→ Action item A
In the passage on drilling tolerances, write out the text from "Tighten up the" up to and including "to be true.".
→ Action item B
In the passage on drilling tolerances, what tolerance is given for the saw that cuts the stiles to length?

→ Excerpted passage
************
Two steps before my drilling machine the lady would saw the stiles down to the proper length. Figure that it’s got a 1/32nd tolerance on that. Then the next guy would set the stiles in the new robot. On the left end the stiles were up against a block and so those ones were correct. On the right end it was a calculated offset from where it had left the right end. If you told it the lumber was exactly 79 inches long it’d assume it was 79 inches long and drill holes accordingly. But you were still dealing with that tolerance from the upstream saw. (The boards were loaded in facing each other, which is why the corners came out opposite.) If my drilling machine was off in the opposite direction as the measure on the saw then, while both steps were in tolerance, the combined total would be out. Quality problem.
Tighten up the tolerances on the length of the sawed-down boards and the problem is solved. The problem was in the assumption that the paper spec of 79 inches was also the physical length of each board that came in. Practical problem, practical resolution, dependent on how we know what we know to be true.
Yep. She was almost always the only one treated in the medical tent.
This is a lot of thinking about thinking. I generally just try to deal with the plain old thinking.
************
→ Stored data
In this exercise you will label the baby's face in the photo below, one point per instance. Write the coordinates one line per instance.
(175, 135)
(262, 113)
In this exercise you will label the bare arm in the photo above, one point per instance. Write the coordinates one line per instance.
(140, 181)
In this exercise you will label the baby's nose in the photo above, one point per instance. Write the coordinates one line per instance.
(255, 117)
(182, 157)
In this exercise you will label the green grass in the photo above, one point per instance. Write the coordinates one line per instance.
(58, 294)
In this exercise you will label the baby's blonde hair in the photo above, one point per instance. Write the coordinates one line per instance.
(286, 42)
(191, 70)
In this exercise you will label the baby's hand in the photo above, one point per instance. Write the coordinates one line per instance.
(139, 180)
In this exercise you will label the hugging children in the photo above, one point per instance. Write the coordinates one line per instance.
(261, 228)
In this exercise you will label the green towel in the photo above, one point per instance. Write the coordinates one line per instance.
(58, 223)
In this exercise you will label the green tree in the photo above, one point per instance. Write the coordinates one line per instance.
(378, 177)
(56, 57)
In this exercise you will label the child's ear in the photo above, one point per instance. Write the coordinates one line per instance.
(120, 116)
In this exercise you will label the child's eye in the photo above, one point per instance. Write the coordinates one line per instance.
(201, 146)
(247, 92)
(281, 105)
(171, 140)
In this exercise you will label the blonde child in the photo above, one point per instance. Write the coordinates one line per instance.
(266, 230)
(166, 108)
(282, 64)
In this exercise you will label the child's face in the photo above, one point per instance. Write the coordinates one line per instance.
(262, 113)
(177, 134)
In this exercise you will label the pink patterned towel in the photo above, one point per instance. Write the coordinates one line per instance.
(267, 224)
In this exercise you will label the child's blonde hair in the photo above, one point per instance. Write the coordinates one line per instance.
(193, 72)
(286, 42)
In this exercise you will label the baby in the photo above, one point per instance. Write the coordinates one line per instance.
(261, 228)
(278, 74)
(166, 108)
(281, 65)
************
→ Reply A
Tighten up the tolerances on the length of the sawed-down boards and the problem is solved. The problem was in the assumption that the paper spec of 79 inches was also the physical length of each board that came in. Practical problem, practical resolution, dependent on how we know what we know to be true.

→ Reply B
A 1/32nd tolerance.